Mythe no 2 : Les crises d’aujourd’hui sont pires que celles d’hier

De l’autre côté de l’équation, les problèmes d’aujourd’hui semblent toujours plus complexes et moins faciles à résoudre que ceux d’hier. Il y a trois raisons à cela : 

  1. Les problèmes d’hier ont déjà été résolus, alors nous savons comment l’histoire se termine. 
  2. Les êtres humains sont enclins à la nostalgie et au déclinisme (pour preuve, l’attrait qu’a exercé la promesse « Make America Great Again » sur des millions d’électeurs aux États-Unis, à deux reprises). 
  3. Le monde d’aujourd’hui est incertain, ce qui signifie que nous ne pouvons pas quantifier la probabilité qu’un événement ou un ensemble d’événements se produise. L’histoire, en revanche, est connue; on ne peut donc pas la qualifier de risquée. Par exemple, nous savons exactement combien de fois depuis 1927 le S&P 500 a chuté de 20 % ou plus, mais nous ne pouvons pas estimer avec précision la probabilité que cela se reproduise cette année. 

Lorsqu’ils se combinent, ces deux récits opposés, soit 1) l’idée que les événements extrêmes sont moins probables que ce que l’histoire a démontré, et 2) la conviction que le monde d’aujourd’hui est particulièrement complexe, deviennent toxiques pour les investisseurs. Cela conduit, au mieux, à la confusion, et, au pire, à la paralysie. Comment remédier à ce phénomène?

### Lignes de données:

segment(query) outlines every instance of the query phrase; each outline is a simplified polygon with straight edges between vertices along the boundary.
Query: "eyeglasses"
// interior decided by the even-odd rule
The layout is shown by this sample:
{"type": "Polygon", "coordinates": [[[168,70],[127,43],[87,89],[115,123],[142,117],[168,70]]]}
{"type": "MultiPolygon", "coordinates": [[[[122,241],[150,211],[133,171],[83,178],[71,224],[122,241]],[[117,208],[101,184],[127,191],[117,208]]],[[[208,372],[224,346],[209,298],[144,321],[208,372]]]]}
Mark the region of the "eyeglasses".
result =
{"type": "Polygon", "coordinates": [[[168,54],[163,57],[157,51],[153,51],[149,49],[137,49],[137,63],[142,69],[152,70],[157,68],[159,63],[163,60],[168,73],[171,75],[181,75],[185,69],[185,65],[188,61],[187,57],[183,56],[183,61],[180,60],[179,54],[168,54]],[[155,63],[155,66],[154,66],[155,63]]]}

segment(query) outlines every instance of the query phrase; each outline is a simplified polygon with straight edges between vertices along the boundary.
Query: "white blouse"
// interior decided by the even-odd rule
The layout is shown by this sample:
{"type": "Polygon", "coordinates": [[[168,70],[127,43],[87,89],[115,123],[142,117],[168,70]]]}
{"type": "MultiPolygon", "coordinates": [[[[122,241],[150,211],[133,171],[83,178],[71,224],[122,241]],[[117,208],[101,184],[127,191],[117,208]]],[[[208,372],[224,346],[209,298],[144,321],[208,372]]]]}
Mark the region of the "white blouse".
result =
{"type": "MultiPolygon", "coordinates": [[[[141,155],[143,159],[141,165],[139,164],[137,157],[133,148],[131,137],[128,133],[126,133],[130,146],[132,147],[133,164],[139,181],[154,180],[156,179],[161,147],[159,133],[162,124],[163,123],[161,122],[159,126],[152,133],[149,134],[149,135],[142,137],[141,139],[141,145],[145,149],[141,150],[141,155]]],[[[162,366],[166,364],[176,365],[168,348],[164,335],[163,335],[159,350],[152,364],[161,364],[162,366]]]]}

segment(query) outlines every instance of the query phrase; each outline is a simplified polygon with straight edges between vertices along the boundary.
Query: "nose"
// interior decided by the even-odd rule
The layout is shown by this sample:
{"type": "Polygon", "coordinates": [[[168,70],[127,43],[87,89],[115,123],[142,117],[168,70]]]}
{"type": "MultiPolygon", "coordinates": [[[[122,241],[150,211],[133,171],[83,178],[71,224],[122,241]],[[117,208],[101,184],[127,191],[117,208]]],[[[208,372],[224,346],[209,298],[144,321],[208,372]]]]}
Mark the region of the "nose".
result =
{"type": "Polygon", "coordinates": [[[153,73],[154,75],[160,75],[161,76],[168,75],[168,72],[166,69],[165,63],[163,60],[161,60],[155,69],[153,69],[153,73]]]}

### Travail à faire:
(1) Condensez le paragraphe du texte proposé qui commence par « Lorsqu'ils se combinent » en gardant ses faits principaux.
(2) Poursuivez le texte sur les crises d'hier et d'aujourd'hui à partir de sa dernière phrase.

### Corrigé de l'exercice:
(1) Combinés, deux récits opposés deviennent toxiques pour les investisseurs : d'une part, l'idée que les événements extrêmes sont moins probables que ce que l'histoire a montré ; d'autre part, la conviction que le monde actuel est particulièrement complexe. Il en résulte au mieux de la confusion, au pire de la paralysie, d'où la question de savoir comment y remédier.

(2)
L’art et la science de la gestion des risques

Dans Alice au pays des merveilles, Lewis Caroll écrit : « À quoi bon un livre sans images, ni dialogues? ». De même, à quoi sert la modélisation mathématique des risques si nous ne pouvons pas l’appliquer au marché? Mon équipe et moi-même utilisons des distributions à queue grasse dans notre modélisation mathématique des risques. Il serait irresponsable de ne pas le faire. Mais l’art de la gestion des risques réside dans la manière dont nous communiquons notre analyse; dans la façon dont nous livrons un récit. Pour des raisons liées à notre évolution, nous sommes particulièrement réceptifs aux récits. C’est pourquoi l’heuristique et les raccourcis mentaux l’emportent souvent sur le raisonnement statistique dans les affaires de politique publique. La même chose peut être observée dans le monde des placements. Un récit bien livré est facile à comprendre et à retenir, tandis que les statistiques nécessitent un effort d’interprétation. 

Le pouvoir de la narration

Pour rendre l'exemple plus frappant, imaginons qu'un gestionnaire de risques s'adresse à un gestionnaire de portefeuille en lui présentant deux graphiques, l'un avec la distribution normale et l'autre avec une distribution plus fantaisiste et plus appropriée (dont les queues sont plus grosses). Elle dit au gestionnaire de portefeuille : « On peut penser que la probabilité de perdre un million de dollars dans un événement à trois écarts-types est de un sur 740, comme la distribution normale le laisse entendre, mais ce n’est pas le cas. En réalité, cette probabilité est d’un sur 40, comme le montre clairement mon graphique de la distribution. »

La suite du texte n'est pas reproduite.